# Your objective
Emit only the lines from the line containing "Can you find the narrow" through the last line of the entries, unchanged.

# Supplied records
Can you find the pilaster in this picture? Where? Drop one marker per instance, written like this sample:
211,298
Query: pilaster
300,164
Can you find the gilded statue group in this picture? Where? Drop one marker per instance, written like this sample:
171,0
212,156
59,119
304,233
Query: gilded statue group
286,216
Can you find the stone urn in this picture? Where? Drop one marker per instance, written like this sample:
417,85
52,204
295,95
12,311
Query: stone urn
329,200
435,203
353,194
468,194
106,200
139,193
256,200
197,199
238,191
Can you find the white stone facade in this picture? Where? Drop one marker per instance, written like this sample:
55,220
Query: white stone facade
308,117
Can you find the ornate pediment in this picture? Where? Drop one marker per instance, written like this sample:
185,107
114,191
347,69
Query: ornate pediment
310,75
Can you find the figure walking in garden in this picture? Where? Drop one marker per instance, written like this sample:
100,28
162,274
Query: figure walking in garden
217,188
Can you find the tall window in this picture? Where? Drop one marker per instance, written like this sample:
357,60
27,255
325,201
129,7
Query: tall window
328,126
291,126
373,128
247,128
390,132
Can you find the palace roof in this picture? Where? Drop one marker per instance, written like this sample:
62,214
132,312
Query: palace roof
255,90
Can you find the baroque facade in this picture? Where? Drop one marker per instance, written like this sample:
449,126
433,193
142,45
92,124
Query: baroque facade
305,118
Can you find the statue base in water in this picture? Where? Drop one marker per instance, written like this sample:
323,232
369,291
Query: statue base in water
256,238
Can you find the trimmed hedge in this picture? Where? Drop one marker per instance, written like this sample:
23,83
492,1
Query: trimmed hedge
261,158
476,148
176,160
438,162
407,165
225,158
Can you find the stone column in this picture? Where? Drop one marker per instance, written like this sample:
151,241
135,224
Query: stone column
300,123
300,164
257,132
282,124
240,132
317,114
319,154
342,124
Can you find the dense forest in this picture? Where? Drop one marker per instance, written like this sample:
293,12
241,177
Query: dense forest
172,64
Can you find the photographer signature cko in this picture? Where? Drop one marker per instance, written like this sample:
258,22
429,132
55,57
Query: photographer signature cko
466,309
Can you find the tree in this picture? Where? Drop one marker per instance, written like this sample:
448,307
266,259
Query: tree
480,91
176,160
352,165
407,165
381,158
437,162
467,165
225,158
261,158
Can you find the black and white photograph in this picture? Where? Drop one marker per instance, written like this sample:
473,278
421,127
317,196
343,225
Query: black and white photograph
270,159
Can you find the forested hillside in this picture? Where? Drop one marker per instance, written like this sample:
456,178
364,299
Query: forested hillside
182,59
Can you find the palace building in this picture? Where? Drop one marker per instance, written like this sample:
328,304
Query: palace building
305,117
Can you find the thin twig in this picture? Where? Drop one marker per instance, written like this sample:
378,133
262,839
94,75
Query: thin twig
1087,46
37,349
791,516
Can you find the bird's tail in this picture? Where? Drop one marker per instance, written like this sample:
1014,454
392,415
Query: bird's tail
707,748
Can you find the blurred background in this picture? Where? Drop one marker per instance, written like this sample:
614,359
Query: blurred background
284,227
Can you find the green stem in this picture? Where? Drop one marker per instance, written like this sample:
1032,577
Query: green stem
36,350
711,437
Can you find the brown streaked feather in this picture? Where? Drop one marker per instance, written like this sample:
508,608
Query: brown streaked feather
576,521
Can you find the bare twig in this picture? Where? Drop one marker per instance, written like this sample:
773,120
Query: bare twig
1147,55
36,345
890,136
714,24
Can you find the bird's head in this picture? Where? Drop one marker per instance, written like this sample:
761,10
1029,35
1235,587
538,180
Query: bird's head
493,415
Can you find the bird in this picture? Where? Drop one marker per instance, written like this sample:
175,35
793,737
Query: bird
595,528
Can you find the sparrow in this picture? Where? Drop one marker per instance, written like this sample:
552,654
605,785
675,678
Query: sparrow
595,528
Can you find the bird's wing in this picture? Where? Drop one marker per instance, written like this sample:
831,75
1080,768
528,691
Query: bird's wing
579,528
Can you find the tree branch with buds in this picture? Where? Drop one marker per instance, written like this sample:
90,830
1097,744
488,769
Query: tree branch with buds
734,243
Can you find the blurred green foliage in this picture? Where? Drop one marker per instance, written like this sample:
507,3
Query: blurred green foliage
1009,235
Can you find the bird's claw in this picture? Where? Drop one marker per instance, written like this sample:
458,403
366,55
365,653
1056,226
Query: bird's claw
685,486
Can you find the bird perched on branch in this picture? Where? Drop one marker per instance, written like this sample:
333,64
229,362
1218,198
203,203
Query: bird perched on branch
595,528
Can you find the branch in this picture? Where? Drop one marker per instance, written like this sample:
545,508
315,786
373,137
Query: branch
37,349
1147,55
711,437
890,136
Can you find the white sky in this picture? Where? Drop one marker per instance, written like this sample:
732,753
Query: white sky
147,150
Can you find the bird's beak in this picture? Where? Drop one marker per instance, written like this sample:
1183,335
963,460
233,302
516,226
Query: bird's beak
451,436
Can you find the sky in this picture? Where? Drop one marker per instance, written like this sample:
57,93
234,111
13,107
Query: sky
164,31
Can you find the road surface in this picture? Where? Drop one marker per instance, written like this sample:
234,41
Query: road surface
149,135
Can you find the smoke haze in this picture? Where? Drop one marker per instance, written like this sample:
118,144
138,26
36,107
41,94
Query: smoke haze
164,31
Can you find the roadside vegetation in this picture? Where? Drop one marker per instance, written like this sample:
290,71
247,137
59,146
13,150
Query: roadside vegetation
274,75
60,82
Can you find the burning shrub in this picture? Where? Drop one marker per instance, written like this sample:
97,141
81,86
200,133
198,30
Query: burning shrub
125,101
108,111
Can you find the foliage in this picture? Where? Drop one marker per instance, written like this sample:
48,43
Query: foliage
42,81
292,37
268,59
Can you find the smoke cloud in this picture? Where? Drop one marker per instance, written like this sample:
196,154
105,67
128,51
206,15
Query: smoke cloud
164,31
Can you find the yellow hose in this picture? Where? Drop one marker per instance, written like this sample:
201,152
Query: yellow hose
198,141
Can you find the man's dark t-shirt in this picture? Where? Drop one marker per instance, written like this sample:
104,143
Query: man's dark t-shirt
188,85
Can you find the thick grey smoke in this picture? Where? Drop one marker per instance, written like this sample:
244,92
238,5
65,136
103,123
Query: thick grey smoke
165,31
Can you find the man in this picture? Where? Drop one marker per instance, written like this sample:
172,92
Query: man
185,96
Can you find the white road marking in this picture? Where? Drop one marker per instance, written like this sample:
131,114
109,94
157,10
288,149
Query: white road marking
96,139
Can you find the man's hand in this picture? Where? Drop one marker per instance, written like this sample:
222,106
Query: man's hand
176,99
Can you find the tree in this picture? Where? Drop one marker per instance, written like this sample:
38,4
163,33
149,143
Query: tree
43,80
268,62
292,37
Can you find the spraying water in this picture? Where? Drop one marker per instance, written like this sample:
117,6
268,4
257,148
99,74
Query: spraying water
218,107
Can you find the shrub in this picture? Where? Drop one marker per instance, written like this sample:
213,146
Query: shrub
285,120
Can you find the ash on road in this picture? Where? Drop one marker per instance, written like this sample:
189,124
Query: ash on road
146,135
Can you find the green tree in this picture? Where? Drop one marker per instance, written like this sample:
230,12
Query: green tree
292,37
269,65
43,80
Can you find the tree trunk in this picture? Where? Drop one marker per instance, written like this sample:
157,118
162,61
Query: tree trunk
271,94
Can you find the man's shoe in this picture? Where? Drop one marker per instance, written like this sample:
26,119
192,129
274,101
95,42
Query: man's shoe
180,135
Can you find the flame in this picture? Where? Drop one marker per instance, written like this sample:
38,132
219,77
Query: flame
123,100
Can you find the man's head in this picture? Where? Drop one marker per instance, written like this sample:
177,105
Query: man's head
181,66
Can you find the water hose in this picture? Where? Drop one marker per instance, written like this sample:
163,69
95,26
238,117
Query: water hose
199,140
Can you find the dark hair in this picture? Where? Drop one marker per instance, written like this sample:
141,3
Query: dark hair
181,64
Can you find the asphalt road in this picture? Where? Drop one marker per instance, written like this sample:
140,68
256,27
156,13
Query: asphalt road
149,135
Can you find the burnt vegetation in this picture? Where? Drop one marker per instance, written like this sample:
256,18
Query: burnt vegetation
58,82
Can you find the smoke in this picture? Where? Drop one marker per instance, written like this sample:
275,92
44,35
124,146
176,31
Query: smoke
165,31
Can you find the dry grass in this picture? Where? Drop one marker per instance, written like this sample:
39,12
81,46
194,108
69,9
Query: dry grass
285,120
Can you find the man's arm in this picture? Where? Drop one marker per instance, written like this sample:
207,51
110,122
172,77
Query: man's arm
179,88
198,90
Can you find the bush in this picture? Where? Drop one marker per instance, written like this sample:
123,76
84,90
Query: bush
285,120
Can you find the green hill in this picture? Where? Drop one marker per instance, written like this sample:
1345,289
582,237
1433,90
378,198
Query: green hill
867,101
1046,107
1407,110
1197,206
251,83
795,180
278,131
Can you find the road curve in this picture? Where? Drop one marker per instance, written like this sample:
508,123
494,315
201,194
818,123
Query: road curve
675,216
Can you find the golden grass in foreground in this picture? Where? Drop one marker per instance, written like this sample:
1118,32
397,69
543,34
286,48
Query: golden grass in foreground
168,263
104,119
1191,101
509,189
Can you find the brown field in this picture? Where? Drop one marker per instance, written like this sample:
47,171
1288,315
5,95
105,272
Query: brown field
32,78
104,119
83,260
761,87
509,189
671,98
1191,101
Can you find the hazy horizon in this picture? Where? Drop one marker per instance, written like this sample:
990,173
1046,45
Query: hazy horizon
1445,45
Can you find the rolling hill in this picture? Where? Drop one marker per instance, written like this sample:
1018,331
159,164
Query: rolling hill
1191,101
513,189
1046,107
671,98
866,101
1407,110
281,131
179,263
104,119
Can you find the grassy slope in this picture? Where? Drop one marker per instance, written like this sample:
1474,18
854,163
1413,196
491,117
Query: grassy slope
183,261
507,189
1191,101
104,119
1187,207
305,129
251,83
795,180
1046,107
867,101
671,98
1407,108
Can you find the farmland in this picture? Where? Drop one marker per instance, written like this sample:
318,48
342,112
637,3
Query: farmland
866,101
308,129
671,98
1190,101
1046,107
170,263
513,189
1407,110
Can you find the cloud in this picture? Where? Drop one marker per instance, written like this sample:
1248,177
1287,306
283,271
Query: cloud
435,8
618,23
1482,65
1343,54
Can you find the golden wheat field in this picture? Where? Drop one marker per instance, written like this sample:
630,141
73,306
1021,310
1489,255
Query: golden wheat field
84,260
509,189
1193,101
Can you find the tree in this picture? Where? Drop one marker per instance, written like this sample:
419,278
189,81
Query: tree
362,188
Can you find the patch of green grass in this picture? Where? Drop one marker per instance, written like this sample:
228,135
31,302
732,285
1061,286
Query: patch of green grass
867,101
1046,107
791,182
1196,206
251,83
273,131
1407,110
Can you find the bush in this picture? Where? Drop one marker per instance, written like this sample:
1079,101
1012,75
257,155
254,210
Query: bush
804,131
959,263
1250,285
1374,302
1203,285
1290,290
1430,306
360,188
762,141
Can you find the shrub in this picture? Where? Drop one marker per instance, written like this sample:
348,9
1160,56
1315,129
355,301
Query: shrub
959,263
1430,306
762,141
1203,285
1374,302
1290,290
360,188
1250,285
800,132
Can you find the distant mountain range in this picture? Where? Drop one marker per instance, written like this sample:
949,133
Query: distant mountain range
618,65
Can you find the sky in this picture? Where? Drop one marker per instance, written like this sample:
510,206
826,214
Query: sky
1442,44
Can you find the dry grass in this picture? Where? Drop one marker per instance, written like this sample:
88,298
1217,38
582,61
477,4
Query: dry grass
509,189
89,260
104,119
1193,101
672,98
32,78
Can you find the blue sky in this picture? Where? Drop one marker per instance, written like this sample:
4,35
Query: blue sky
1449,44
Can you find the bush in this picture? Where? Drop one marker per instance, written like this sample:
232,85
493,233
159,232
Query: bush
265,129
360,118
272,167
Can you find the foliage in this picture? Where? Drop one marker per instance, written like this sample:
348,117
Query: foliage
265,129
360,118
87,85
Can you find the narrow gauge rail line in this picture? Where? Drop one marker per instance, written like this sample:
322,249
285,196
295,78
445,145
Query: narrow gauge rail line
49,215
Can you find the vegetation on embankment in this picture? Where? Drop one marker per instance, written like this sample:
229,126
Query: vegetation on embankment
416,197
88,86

# Output
Can you find the narrow gauge rail line in this picture? Where? Drop one marker per instance, written like this sample:
322,249
285,196
295,78
445,145
Query: narrow gauge rail line
49,215
Can you find the vegetation on embankment in this picture? Where? Drop one marker per instance, written like this sample:
229,126
Query: vegetation on embankment
416,197
88,86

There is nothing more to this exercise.